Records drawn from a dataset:
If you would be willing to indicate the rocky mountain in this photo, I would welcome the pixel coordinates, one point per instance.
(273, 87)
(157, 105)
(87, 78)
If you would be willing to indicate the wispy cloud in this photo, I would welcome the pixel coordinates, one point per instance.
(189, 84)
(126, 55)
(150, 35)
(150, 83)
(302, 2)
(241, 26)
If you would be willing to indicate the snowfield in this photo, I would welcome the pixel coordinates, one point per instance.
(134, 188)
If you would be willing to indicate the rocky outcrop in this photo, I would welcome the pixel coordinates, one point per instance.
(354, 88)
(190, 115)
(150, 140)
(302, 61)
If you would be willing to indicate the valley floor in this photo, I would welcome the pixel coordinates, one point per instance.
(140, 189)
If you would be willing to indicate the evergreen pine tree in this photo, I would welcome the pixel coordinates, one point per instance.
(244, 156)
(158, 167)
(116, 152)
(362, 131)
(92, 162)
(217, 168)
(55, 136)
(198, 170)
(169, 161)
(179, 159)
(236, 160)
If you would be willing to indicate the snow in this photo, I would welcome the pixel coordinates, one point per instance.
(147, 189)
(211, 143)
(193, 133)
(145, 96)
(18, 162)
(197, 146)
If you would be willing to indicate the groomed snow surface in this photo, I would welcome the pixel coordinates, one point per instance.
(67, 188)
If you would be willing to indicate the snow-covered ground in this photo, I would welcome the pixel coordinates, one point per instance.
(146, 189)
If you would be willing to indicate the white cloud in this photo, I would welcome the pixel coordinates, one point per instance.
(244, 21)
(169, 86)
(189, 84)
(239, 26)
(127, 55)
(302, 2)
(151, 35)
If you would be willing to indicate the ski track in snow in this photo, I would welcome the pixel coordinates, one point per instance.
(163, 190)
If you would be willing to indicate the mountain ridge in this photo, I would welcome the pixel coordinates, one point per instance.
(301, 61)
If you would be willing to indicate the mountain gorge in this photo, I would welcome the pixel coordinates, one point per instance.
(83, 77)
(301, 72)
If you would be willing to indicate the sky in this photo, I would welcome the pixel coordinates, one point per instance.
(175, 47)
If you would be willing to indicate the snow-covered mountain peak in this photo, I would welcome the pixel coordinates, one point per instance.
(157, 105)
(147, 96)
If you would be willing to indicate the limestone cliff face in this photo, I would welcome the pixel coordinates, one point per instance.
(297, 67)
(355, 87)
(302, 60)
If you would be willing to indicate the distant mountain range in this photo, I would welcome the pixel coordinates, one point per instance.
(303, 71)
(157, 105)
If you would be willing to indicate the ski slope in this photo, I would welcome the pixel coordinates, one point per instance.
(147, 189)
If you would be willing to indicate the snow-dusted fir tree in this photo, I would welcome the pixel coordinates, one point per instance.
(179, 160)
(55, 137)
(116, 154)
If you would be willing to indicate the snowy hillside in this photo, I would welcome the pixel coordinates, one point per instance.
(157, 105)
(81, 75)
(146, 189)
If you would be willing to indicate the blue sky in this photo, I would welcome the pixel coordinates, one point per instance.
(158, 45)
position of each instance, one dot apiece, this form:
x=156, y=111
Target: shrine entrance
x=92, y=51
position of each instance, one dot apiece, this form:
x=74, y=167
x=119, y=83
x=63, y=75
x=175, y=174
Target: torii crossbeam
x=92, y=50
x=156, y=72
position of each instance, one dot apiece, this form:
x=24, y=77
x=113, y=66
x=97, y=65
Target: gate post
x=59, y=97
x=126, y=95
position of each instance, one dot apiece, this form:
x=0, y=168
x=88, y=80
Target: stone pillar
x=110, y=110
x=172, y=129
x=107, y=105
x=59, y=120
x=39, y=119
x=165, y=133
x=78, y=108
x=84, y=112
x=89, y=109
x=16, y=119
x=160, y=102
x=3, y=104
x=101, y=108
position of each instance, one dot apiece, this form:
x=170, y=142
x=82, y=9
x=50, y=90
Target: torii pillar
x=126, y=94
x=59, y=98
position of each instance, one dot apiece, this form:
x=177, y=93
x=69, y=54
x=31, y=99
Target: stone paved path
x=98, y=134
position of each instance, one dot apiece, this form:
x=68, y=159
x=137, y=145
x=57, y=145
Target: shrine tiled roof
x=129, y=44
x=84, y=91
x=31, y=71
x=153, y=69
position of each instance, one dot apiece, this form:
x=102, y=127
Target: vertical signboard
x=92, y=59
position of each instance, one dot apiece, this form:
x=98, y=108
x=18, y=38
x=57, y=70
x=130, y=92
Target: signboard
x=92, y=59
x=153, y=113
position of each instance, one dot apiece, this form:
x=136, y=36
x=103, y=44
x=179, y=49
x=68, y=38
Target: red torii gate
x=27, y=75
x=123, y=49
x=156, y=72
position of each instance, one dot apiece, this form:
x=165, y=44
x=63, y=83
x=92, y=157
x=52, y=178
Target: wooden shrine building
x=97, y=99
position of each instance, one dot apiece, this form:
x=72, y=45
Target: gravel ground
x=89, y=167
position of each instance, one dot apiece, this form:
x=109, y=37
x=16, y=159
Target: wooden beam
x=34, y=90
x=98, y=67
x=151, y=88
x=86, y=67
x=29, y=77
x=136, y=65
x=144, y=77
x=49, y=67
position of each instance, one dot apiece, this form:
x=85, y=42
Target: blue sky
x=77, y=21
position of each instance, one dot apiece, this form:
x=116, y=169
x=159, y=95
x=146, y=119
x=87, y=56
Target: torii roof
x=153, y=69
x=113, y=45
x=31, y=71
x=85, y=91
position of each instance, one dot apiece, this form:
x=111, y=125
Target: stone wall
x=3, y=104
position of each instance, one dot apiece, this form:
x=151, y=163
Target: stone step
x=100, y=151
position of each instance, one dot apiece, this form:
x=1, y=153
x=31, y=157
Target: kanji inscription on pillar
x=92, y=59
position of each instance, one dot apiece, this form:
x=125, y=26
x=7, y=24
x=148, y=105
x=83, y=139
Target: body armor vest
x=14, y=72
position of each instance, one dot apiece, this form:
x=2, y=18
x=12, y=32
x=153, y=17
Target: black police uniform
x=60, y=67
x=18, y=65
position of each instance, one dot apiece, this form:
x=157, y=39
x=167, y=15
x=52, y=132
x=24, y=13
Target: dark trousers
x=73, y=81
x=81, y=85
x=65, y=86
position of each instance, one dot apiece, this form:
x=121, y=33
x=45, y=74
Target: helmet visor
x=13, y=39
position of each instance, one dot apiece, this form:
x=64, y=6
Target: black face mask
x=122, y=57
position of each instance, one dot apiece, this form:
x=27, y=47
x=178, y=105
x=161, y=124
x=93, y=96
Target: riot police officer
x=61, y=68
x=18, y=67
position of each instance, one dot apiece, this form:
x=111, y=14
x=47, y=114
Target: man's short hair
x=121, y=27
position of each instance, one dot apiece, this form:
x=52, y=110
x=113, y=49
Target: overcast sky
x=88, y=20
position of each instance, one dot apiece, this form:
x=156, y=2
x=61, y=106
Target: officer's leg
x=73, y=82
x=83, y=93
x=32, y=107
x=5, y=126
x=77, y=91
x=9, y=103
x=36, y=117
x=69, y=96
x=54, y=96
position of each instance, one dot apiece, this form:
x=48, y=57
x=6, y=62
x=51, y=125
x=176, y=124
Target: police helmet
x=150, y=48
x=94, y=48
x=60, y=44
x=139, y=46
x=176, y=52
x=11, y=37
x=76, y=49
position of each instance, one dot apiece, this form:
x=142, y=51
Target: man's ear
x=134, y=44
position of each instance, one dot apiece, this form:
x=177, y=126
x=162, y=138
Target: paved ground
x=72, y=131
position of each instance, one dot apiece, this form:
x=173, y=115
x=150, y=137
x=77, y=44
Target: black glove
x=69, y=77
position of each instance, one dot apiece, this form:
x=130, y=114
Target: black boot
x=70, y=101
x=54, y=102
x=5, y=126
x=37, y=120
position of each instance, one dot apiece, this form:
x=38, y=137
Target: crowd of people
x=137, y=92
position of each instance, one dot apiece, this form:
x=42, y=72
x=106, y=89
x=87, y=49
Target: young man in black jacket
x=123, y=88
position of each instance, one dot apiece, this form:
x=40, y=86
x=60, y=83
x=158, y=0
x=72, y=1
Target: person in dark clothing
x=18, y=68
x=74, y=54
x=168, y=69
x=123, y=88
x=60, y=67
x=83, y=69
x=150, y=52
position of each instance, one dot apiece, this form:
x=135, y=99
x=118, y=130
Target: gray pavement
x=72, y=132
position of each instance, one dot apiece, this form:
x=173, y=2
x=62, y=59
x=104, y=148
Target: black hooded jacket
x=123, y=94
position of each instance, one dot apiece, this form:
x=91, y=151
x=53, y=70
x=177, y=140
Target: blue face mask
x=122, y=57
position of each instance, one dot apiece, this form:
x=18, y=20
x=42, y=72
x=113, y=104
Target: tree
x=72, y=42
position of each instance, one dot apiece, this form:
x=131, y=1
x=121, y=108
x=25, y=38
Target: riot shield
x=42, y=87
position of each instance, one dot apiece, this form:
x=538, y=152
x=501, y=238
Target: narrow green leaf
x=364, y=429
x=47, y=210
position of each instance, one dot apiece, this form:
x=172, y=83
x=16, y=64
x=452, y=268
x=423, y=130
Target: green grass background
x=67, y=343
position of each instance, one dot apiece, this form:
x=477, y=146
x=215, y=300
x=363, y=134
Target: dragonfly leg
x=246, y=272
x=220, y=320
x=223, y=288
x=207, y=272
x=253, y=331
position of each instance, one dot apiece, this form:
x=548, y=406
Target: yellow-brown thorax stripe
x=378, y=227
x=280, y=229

**Problem to solve**
Above are the records; copy exactly the lines from the line with "x=111, y=14" through the line with "x=61, y=106", both included.

**Result below**
x=111, y=14
x=47, y=114
Target: man's short hair
x=121, y=27
position of each instance, one dot apiece, this form:
x=52, y=110
x=113, y=49
Target: overcast sky
x=88, y=20
position of each instance, one dot apiece, this form:
x=156, y=2
x=61, y=106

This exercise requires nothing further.